### Required task
Begin at the line that has "Target: shoreline" and stop after the line that has "x=772, y=539". Copy that stretch of the material below with "teal" swapped for "turquoise", leaving everything else as it is.

### Record excerpts
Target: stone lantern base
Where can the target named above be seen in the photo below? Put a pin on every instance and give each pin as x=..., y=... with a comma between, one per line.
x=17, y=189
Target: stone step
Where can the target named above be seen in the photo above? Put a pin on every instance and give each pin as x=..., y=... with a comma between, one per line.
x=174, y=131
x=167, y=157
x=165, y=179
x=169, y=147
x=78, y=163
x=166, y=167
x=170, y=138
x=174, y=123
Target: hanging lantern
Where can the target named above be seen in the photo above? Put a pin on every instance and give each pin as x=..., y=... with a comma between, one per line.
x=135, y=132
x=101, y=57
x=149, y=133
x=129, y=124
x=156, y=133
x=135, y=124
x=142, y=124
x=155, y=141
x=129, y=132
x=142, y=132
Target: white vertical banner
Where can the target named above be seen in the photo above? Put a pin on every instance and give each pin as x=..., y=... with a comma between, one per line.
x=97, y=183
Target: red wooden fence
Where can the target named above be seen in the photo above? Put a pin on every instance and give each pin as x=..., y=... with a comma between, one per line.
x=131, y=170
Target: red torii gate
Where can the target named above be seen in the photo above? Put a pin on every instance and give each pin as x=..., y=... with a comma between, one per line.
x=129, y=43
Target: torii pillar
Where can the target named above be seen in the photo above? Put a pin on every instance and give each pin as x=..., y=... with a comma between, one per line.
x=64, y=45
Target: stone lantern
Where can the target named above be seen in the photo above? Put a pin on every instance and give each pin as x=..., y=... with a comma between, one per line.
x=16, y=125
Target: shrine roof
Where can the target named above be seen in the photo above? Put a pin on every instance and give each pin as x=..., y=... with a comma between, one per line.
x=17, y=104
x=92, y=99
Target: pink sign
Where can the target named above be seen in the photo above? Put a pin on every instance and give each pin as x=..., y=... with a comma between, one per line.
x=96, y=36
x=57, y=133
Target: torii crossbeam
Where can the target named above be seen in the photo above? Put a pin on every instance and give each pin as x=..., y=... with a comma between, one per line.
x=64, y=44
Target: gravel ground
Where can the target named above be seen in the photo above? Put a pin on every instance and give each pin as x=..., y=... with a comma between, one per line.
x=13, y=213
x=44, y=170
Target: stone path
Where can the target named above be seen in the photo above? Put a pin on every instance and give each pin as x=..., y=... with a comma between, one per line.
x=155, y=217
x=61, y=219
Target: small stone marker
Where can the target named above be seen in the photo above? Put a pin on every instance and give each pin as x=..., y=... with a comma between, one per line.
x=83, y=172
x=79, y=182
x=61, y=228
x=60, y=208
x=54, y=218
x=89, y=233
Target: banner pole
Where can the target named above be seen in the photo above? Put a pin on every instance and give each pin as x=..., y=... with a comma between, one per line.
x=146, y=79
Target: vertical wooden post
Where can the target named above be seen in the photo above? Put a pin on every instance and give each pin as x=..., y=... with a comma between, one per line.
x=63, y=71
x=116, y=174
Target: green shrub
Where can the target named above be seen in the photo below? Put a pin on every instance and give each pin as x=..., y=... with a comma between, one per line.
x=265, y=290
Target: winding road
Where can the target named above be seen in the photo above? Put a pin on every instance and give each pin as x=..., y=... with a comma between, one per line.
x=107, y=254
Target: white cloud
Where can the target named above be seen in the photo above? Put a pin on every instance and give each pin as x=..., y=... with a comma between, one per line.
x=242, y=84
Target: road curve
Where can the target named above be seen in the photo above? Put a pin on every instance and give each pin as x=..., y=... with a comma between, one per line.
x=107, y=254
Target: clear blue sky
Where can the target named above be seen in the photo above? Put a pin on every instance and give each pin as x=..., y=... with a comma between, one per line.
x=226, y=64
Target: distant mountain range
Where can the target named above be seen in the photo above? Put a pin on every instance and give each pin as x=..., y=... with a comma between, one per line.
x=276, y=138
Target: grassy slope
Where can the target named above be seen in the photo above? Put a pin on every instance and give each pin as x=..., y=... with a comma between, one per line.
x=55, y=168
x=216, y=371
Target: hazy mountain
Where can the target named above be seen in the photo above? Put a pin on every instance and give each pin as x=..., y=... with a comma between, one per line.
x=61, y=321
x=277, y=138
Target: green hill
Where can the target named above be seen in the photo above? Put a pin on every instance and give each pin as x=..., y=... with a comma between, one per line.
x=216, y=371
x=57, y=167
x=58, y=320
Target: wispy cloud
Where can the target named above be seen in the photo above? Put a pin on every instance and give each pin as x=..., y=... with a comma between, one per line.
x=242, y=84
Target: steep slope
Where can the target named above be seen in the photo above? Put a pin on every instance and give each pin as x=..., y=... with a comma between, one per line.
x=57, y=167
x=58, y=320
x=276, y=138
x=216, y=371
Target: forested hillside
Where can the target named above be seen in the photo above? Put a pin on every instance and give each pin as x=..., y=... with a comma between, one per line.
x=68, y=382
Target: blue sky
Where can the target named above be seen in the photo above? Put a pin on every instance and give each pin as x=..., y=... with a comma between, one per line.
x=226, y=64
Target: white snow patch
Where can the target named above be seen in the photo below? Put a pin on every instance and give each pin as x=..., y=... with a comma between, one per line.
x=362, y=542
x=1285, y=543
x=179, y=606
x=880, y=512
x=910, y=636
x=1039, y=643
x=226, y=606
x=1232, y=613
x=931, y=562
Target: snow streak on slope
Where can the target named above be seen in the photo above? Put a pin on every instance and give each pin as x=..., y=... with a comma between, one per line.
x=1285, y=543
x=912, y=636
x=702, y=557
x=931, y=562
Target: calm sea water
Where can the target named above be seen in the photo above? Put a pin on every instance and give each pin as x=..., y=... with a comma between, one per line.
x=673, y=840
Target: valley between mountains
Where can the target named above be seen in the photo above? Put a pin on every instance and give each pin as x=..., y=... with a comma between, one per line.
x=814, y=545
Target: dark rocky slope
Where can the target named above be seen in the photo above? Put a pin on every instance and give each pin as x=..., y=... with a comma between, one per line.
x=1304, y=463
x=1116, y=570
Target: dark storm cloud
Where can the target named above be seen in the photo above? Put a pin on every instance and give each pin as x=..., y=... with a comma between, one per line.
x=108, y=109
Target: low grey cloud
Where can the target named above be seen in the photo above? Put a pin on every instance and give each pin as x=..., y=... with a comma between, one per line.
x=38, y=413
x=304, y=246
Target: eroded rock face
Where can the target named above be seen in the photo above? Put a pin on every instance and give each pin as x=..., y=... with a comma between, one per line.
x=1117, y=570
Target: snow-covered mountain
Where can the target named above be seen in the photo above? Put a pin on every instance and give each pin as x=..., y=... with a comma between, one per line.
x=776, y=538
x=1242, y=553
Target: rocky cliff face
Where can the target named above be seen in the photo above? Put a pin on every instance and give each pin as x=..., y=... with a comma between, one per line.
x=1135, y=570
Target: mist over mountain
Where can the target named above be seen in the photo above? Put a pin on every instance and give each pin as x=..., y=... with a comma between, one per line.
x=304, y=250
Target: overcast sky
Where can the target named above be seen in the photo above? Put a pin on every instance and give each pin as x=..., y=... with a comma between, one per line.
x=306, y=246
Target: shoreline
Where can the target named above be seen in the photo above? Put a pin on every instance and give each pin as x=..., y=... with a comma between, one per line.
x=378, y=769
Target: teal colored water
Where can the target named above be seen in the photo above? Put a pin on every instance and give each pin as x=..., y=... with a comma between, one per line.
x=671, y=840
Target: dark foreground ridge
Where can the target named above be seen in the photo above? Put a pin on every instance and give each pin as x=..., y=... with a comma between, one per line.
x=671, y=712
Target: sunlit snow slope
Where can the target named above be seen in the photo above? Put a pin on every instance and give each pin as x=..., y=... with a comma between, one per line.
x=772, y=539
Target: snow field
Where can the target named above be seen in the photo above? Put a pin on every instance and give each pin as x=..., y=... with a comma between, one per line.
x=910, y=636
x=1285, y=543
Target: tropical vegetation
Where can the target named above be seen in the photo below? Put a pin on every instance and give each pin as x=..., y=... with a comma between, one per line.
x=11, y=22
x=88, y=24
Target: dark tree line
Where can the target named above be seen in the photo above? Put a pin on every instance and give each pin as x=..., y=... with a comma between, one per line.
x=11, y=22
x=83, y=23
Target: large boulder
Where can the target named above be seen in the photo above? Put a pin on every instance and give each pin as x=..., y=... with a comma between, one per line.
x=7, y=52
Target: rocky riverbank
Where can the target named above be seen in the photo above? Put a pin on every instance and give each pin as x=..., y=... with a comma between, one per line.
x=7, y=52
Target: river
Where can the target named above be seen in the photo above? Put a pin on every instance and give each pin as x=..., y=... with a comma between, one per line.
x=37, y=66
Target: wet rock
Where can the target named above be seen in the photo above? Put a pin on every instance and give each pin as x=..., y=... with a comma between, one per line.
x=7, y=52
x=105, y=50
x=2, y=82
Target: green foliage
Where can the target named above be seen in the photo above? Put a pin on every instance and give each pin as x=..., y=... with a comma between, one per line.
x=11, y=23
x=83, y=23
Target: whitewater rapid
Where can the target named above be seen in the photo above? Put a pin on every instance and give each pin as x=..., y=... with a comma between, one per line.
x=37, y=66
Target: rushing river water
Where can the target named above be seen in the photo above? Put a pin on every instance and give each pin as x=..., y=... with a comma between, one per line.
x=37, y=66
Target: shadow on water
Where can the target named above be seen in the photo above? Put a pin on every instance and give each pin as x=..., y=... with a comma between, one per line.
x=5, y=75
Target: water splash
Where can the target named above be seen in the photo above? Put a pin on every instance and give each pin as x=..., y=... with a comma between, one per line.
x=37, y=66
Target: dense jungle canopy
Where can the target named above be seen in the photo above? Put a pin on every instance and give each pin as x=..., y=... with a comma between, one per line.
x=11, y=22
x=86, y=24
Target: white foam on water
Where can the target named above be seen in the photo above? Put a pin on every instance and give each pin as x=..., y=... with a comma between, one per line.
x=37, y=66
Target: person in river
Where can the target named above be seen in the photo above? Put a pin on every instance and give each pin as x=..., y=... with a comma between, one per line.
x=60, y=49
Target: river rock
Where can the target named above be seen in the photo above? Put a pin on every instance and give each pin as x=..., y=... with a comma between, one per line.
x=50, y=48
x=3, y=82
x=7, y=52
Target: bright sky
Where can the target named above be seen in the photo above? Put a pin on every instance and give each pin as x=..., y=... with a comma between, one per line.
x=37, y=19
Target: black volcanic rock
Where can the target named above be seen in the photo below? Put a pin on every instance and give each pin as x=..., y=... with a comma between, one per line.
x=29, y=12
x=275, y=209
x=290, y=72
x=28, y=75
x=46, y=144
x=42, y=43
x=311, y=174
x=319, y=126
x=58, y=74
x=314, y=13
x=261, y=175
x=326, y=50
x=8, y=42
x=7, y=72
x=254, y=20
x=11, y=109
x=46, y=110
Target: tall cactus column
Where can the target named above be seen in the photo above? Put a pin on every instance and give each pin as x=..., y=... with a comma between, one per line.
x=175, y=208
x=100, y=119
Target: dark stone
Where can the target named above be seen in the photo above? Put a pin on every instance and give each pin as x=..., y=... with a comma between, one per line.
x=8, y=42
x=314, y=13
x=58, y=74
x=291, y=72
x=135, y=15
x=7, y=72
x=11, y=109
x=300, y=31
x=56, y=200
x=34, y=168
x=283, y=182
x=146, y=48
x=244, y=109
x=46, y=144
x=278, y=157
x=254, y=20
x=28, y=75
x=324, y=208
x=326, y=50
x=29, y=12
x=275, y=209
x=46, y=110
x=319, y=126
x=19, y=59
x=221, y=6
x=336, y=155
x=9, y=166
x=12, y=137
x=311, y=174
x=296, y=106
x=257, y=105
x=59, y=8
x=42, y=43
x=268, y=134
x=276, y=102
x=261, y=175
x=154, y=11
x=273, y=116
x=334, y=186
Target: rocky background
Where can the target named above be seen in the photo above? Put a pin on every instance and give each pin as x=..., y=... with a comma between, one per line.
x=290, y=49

### Correct output
Target: shoreline
Where can the target named above be seen in the photo above? Put a pin on every instance and give each pin as x=..., y=... with a comma between, one per line.
x=378, y=769
Target: turquoise colored water
Where can the target named above be seen in the photo above? Put a pin on every instance and give each pin as x=..., y=... with a comma between, one per line.
x=671, y=840
Target: dark foreground ridge
Where can the target named above be seen in the photo above? Put a pin on every instance and give each pin as x=..., y=... with a comma between, one per line.
x=671, y=712
Target: sunlit snow slope
Where can the target named above be seen in the photo above? Put a pin on every instance and give each pin as x=..., y=... with a comma between, one per line.
x=772, y=539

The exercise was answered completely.